■ **EXERCISE**:
Pictures are to be left out; every line from the one that holds "Each instance of the soil" to the end of the data is to be retyped exactly.

■ **EXTRACTED MATERIAL**:
------------------------------------------------

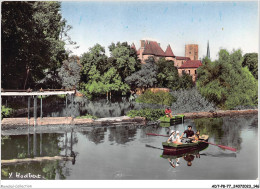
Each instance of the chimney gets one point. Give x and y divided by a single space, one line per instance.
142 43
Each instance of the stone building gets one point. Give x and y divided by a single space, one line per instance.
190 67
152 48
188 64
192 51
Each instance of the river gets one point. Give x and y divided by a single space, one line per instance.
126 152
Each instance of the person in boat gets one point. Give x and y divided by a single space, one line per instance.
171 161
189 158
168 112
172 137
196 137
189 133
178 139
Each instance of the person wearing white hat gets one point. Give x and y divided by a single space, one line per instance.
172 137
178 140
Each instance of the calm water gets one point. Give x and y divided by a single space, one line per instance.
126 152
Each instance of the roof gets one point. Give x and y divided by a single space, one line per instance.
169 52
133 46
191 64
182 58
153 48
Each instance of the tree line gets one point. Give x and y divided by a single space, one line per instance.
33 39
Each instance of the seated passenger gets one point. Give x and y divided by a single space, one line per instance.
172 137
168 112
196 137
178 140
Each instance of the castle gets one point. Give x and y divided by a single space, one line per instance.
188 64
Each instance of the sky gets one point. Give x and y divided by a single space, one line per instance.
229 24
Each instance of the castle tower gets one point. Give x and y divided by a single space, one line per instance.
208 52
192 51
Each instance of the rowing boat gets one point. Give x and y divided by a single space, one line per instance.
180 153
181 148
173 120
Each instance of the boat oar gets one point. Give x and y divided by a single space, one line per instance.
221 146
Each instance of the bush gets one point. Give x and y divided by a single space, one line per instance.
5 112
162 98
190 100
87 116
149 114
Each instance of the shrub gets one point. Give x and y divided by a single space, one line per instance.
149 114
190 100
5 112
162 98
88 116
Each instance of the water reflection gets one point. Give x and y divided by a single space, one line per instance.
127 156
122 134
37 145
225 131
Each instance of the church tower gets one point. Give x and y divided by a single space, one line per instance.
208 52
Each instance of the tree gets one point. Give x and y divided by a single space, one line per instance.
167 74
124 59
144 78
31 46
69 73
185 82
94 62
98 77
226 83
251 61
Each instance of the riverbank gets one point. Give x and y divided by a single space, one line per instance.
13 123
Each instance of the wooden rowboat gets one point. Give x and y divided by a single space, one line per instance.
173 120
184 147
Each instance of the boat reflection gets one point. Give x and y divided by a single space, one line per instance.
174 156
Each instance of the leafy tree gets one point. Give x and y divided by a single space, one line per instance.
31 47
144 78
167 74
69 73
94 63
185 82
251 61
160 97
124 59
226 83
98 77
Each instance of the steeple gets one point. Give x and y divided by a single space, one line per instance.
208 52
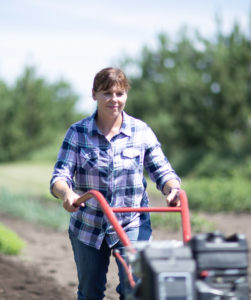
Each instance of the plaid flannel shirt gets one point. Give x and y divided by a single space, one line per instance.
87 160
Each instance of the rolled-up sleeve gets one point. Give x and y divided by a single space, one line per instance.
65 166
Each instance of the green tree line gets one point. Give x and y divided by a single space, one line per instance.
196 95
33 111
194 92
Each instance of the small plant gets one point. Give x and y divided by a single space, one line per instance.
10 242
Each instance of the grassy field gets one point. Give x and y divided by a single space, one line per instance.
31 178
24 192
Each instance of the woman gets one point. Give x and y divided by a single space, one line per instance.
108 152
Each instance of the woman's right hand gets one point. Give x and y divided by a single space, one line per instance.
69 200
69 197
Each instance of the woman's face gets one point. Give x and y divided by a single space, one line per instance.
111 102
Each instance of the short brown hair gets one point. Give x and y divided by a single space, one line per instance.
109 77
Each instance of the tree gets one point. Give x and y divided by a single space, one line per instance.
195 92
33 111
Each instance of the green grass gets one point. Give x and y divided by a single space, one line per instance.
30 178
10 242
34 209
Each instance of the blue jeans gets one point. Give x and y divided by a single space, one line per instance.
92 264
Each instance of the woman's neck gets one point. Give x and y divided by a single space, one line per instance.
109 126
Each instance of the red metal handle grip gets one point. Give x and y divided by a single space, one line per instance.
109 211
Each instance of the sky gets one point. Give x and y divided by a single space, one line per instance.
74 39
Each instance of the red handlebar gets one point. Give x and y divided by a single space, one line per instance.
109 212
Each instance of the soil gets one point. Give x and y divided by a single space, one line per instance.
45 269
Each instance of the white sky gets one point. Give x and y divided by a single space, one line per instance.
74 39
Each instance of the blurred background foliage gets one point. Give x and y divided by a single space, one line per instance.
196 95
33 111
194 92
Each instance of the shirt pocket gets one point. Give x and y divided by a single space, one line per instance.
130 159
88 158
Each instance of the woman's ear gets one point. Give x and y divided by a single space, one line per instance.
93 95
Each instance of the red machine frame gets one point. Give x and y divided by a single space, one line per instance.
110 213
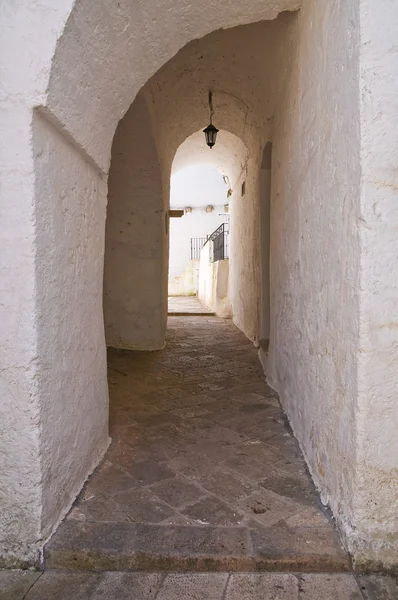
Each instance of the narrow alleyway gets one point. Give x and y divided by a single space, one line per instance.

------------------------------------------------

■ **ANSWER FOR THE TASK**:
Each instance of the soil gets one point. Give x and y divided by a single space, one line per instance.
45 269
Each instance of the white sky gets one point. Give x and y divided by a single space, one line per instance.
74 39
Each instance of the blurred background foliage gets one point. Give x and y divided by a single space, one line per instance.
196 95
33 111
194 92
Each instance of the shirt pocket gets one point. Give x and y divided by a single space, one line per instance.
130 159
88 158
Each instance of the woman's ear gets one point. Give x and y divided by a single space, one line per instance.
93 95
Each instance of the red machine frame gets one point. Give x and y divided by a single space, one line per instance.
110 213
Each instance of the narrow alleyway gets one point. Give x and y divided by a single space, one line per instance.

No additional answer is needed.